══ SELECTED EXTRACT

Text Hackathon

Q: What is it?
A: A two-day Hackathon on Extracting Knowledge from Big Digital Texts, from 12.30pm on 10 November to 12.30pm on 12 November 2017, at De Montfort University

If you are interested in what we can do with computers to extract knowledge from big digital texts, then this event will interest you. How big do we mean? How about all the 19th-century novels? Or all the speeches in the UK Parliament since the Second World War? Or all the printed books published in England between the arrival of printing in 1475 and the year 1800? Or all the 18th-century newspaper reviews of London theatrical performances? Or all the 11,500,000 leaked Panama Papers (= the Mossack Fonseca files)? If there is a big dataset of text to be investigated, this event can show you how to extract knowledge from it.

Everyone is welcome, from those who know nothing about using digital texts to answer interesting questions and would like to find out how it is done, to those who study this topic and those who teach and research it. Free high-quality food--with vegetarian, vegan, gluten-free, kosher, halal, and coeliac options--will be served throughout the event. There are bursaries available to help with the costs of individuals and groups attending the event.

What kind of 'challenges' will we tackle? Participants can propose their own challenges to the organizers, but to give you an idea of the sort of thing that groups at the Hackathon might tackle we offer these suggestions:

* Do female writers use language differently from male writers?

* What parts of the body are most often mentioned in medical texts from the 19th century?

* What was said about my home town in newspapers from the 16th and 17th centuries?

* What is it about a writer that counts as a distinctive writing style? Do we each have our own distinct style that a computer can tell apart from everyone else's?

* How has the language used to discuss homosexuality in the UK parliament changed over the past 100 years? For example, when did 'queer' start to be used in a positive way?

* Does each of the supposed authors of a 'gospel' in the Christian Bible have a distinct way of writing?

* Did William Shakespeare write the plays that are attributed to him?

* Are today's novels easier to read that 19th-century ones?

* Do Queen Victoria's journals reveal anything about her sex life and recreational drug taking?

* What kinds of language did American newspapers use to describe African Americans during the Civil War?

* What kinds of adjectives were used about Mahatma Ghandi when he was first mentioned in British newspapers and in government reports?

* Were 'teenagers', as a distinct social group, invented in the 1960s, or earlier?

When you say 'challenge', does that mean that the event is competitive? No, not at all: it's about challenging ourselves and learning new things in a totally non-competitive, collaborative environment.


Programme (what's happening when)

════
══ INFORMATION SUPPLIED

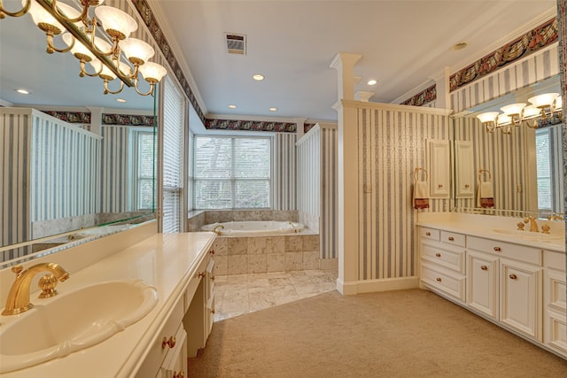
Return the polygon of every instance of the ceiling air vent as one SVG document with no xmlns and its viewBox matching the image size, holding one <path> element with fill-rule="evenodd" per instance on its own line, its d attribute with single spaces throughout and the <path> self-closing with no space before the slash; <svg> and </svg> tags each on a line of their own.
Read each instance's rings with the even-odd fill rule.
<svg viewBox="0 0 567 378">
<path fill-rule="evenodd" d="M 246 55 L 246 35 L 226 34 L 229 54 Z"/>
</svg>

════

§ PROMPT 1:
Which dietary options does the hackathon announcement say the free food will include? List every one.
§ PROMPT 2:
Can you output the hackathon announcement word for word, starting at "What kind of" and ending at "way of writing?"?
These items have no connection to the hackathon announcement.

§ RESPONSE AREA 1:
Vegetarian, vegan, gluten-free, kosher, halal, and coeliac.

§ RESPONSE AREA 2:
What kind of 'challenges' will we tackle? Participants can propose their own challenges to the organizers, but to give you an idea of the sort of thing that groups at the Hackathon might tackle we offer these suggestions:

* Do female writers use language differently from male writers?

* What parts of the body are most often mentioned in medical texts from the 19th century?

* What was said about my home town in newspapers from the 16th and 17th centuries?

* What is it about a writer that counts as a distinctive writing style? Do we each have our own distinct style that a computer can tell apart from everyone else's?

* How has the language used to discuss homosexuality in the UK parliament changed over the past 100 years? For example, when did 'queer' start to be used in a positive way?

* Does each of the supposed authors of a 'gospel' in the Christian Bible have a distinct way of writing?